§ Directive: Count the lines in the records below that contain the word "Class". Reply with only that number.

§ Records shown:
---------------

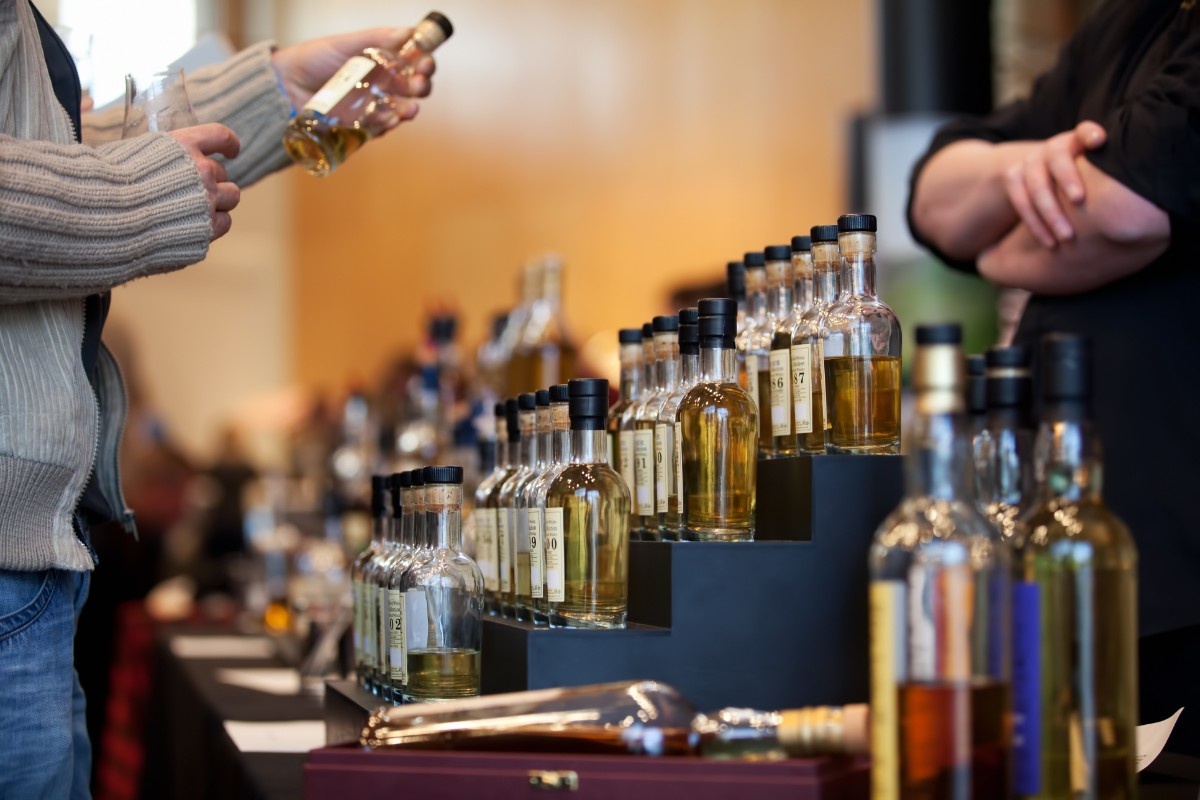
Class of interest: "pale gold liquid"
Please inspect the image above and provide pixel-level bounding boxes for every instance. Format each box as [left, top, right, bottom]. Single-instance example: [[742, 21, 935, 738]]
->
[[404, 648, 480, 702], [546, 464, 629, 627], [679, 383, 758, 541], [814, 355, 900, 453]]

---------------

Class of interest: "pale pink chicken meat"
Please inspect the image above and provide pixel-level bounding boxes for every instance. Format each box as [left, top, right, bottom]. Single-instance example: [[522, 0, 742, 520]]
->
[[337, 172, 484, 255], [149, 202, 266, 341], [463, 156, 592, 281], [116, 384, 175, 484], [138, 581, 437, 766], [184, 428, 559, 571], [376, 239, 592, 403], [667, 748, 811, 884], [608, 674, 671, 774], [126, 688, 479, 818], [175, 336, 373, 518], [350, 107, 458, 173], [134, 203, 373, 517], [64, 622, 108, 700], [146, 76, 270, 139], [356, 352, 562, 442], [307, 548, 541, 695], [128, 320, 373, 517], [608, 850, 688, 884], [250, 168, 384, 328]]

---------------

§ Result: 2